* [YOUR INSTRUCTIONS] Retype all of the following data line for line, without changing a single character.

[Items stored from a collection]
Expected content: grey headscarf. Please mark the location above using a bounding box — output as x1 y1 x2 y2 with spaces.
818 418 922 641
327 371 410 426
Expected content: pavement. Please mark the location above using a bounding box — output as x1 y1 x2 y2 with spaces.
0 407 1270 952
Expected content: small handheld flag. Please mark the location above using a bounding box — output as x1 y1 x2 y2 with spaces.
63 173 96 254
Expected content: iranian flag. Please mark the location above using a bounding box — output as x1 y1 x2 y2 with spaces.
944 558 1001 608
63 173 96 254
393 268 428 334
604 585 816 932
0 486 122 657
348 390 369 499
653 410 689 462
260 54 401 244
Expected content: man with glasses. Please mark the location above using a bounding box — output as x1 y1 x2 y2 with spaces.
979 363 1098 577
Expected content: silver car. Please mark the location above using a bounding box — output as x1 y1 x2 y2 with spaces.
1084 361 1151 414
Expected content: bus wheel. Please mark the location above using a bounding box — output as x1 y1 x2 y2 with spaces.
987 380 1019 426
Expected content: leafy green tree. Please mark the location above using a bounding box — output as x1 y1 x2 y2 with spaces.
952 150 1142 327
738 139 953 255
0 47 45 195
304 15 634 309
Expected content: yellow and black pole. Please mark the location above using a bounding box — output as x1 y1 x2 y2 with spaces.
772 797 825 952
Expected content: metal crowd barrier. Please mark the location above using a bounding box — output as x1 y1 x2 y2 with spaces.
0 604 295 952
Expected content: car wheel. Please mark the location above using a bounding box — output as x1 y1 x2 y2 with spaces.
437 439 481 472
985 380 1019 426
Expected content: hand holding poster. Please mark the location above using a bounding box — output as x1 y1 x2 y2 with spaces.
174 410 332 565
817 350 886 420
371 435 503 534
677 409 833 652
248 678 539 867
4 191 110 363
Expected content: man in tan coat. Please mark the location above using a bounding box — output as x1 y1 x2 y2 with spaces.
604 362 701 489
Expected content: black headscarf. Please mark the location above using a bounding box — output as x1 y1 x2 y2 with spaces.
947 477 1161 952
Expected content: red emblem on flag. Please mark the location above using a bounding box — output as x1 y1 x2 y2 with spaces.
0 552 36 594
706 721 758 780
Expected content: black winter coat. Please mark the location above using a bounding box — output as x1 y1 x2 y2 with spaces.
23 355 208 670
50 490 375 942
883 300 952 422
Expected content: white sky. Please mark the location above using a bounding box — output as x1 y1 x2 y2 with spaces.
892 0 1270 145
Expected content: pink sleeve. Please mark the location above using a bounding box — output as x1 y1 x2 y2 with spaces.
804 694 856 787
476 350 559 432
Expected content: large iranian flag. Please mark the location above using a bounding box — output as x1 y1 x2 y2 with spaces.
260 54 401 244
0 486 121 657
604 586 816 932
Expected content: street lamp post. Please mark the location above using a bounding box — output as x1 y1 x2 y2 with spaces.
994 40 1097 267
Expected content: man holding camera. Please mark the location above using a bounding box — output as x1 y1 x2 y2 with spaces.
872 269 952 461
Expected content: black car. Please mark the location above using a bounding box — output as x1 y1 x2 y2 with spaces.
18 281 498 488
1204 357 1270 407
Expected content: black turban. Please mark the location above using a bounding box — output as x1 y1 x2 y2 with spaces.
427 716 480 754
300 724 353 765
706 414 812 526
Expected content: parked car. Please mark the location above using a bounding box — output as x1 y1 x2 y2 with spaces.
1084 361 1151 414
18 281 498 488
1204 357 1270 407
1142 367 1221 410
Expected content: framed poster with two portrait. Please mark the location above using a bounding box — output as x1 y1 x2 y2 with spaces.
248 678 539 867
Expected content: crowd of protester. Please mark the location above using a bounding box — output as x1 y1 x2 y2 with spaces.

* [RESULT OF THE TASK]
Expected content: grey headscarf. Please mark the location above using a bounding box — output as x1 y1 x2 y2 with spaces.
818 418 922 641
327 371 410 426
Expected content: pavement. Please mark the location above using a bounding box — output as x1 y1 x2 y2 with spaces.
0 407 1270 952
Expected content: small handheld flag. Please mark the location above using a bounding box — output as x1 y1 x2 y2 with spaces.
63 173 96 254
Expected content: iranian flag. Please mark the location above using a bounding box — output as x1 y1 x2 y2 with spaces.
944 558 1001 608
63 173 96 254
393 268 428 334
604 585 816 932
0 486 122 657
348 390 369 499
653 410 689 462
260 54 401 244
Expected content: man with glasses. Please mark the location above using a bounding box — output as x1 y1 x2 y2 with spaces.
979 363 1098 577
Expected content: silver car. Please mark the location above using a bounding box — output as x1 y1 x2 y2 with spaces.
1084 361 1151 414
Expected content: bus wheel. Please mark the location above using a bounding box — output as x1 y1 x2 y2 with spaces.
987 380 1019 426
Expected content: leafy green tree. Please mark the location above using a bounding box — output as x1 y1 x2 y2 with spaces.
952 150 1142 327
738 139 953 255
0 47 45 195
304 15 634 309
Expected content: yellow and black pole. Please mark the location above using a bounding box — output as x1 y1 x2 y2 with spaces.
772 797 825 952
Expected content: metal crowd barrier. Please mark the location above using a bounding box — output as x1 y1 x2 y2 with spaces.
0 604 295 952
Expected content: car wheel. Please mark the location above using a bounding box — output as x1 y1 x2 y2 with spaces.
437 439 481 472
985 380 1019 426
Expected content: hand holding poster. Please mark the location above using a bounding box — output as x1 y1 x2 y2 with spaces.
174 410 332 565
817 350 886 420
371 435 503 534
677 409 833 652
248 678 539 867
4 191 110 363
Expected content: man in tan coat. Please mark the location above using a bounding box — output as x1 y1 x2 y2 with spaces.
604 362 701 489
Expected content: black headscarf. Please mark the location above using a bounding box — output as x1 y1 x2 y2 with spaces.
947 477 1161 952
Expected content: red emblem on flag. Please mark the location above using a bounding box — output as x1 y1 x2 y2 with spaces.
0 552 36 594
706 721 758 780
Expected content: black winter coat. Please mark the location above using a bounding box — output as x1 y1 x2 y2 with spaces.
23 355 208 670
50 490 375 942
883 300 952 422
Expected content: white sky. Please mark the location above using a bounding box — output as x1 y1 x2 y2 with spaces.
892 0 1270 145
Expected content: pink sleeve. Please mark the location above using a bounding box — output as x1 y1 x2 y2 with spaces.
804 694 856 787
476 350 559 432
Expected content: large iranian flag. Please mark the location above using a bounding box — output as x1 y1 x2 y2 with spaces.
260 54 401 244
0 486 121 657
604 586 816 932
Expected content: street lamp post. Please mark the location above using a bounding box — output as x1 y1 x2 y2 with spaces.
994 40 1097 267
Expected content: man holding camera. Please mark the location above using a bounding box — output as x1 y1 x2 y2 with spaces.
872 269 952 461
Expected content: black car. Please mark the location above using a bounding box — output as x1 y1 x2 y2 with spaces.
18 281 498 488
1204 357 1270 407
Expected content: black turban. Please mark the location above using a bounding box — output as x1 y1 x2 y2 with spaces.
427 716 480 754
300 724 353 765
706 414 812 526
Expected content: parked car. Please mark the location above using a bounding box — output as x1 y1 x2 y2 with spaces.
1084 361 1151 414
18 281 498 488
1204 357 1270 407
1142 367 1221 410
Expected content: framed poster with two portrait. Please mark the location above using a bounding box — output as x1 y1 x2 y2 with spaces.
248 678 539 867
Expected content: crowd of protester. Please mark the location above using a bounding box — output as x1 y1 x2 y2 with spaces.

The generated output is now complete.